- **Excerpt provided**:

· · ·

= Froilana Febles =

Dominican independence activist (1814–1888)

Froilana Febles Rivera (1814 – July 29, 1888) was a Dominican independence fighter. She made cartridges for the soldiers who would become part of the forces that defeated the Haitians in the first battles of the Dominican War of Independence. Febles sacrificed her clothes and her assets to buy the first ships that were to form the national fleet, in charge of the defense of the Dominican coasts in 1844.

==Life==
Froilana Febles Rivera was born in El Seibo in 1814. She was the legitimate daughter, with three other brothers, of Miguel Febles Vallenilla, a hero of the Spanish reconquest of Santo Domingo; he fought bravely in the Battle of Palo Hincado, after which he retired from military services and died in El Seibo on December 12, 1824. Her mother, Micaela Antonia Rivera de Soto, was an owner of extensive ranches.

· · ·

(Data excerpts)
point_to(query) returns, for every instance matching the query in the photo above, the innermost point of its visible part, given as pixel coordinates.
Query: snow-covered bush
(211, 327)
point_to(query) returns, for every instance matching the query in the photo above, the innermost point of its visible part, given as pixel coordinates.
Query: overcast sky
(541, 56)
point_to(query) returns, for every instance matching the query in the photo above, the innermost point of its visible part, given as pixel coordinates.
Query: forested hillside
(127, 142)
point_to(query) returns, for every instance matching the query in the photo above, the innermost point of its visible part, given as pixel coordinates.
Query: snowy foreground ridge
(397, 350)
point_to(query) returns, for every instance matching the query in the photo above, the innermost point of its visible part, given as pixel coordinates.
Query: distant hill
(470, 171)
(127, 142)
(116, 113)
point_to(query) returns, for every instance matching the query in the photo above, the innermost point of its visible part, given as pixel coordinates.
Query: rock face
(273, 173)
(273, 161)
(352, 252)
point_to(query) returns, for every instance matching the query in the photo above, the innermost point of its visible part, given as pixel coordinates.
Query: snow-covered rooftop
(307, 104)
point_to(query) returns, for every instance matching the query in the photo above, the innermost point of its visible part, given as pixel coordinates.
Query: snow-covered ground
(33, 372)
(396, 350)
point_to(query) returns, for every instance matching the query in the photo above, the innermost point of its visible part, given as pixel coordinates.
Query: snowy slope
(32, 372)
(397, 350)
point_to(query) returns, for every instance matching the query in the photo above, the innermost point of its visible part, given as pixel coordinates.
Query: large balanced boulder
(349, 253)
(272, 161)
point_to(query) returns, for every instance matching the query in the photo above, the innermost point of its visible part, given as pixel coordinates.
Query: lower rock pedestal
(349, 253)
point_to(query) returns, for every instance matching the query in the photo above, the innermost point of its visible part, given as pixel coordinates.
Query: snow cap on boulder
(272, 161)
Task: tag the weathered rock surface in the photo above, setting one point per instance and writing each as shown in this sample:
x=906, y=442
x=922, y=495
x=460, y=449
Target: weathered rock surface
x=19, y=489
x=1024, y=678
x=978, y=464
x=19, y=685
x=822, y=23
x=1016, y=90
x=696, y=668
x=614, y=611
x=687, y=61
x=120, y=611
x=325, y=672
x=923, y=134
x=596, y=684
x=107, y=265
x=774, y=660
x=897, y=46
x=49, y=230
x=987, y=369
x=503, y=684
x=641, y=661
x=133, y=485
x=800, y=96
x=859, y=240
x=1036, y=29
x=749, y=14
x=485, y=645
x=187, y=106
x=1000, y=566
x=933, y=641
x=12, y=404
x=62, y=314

· · ·

- **What this task involves**: Sum up the Froilana Febles biography in two sentences.

- **Reply to the exercise**: Froilana Febles Rivera (1814–1888) was a Dominican independence fighter who made cartridges for soldiers and gave up her clothes and assets to buy the first ships of the national fleet that defended the Dominican coasts in 1844. Born in El Seibo, she was the daughter of Miguel Febles Vallenilla, who fought bravely in the Battle of Palo Hincado, and Micaela Antonia Rivera de Soto, an owner of extensive ranches.